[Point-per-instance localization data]
·····
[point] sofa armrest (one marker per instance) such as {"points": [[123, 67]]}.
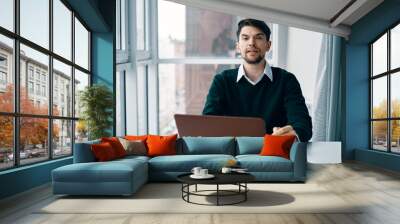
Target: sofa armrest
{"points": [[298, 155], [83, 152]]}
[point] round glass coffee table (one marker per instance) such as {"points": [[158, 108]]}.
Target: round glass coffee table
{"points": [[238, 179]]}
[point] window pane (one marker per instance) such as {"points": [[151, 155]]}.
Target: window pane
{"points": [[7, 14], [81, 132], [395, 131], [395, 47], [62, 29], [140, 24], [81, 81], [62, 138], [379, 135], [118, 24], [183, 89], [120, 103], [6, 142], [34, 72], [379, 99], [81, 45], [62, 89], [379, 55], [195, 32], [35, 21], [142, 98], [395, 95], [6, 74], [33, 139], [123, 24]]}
·····
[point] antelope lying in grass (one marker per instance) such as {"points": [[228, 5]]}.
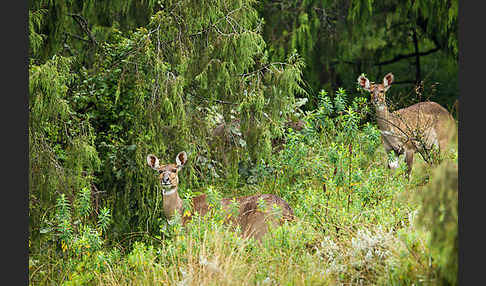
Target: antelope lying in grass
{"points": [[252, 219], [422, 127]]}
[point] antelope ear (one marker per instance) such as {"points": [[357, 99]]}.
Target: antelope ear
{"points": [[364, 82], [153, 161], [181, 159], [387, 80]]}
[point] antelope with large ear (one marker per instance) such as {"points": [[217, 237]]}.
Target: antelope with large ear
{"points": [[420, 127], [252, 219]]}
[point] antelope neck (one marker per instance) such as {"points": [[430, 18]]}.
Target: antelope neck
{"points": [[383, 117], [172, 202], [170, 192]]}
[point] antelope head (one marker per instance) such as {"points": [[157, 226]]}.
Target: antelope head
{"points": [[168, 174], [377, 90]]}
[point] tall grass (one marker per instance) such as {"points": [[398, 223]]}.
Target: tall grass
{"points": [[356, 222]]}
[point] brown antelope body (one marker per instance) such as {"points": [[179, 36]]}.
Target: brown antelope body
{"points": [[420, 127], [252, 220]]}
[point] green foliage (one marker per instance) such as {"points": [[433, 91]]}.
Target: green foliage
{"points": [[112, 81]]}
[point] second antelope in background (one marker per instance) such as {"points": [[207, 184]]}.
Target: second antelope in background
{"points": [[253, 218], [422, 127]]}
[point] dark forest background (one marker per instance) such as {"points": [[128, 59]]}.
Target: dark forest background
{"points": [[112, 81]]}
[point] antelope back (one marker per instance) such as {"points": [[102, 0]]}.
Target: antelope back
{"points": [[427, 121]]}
·····
**EXERCISE INSTRUCTIONS:** Take exactly the lines from the one containing "[point] round glass" through the one containing "[point] window pane" in the data above, and output them with nothing added.

**YOUR SOLUTION:**
[point] round glass coffee table (one marker per instance) such as {"points": [[158, 108]]}.
Target: round glass coffee table
{"points": [[238, 179]]}
[point] window pane (one marker per instance) such as {"points": [[151, 155]]}.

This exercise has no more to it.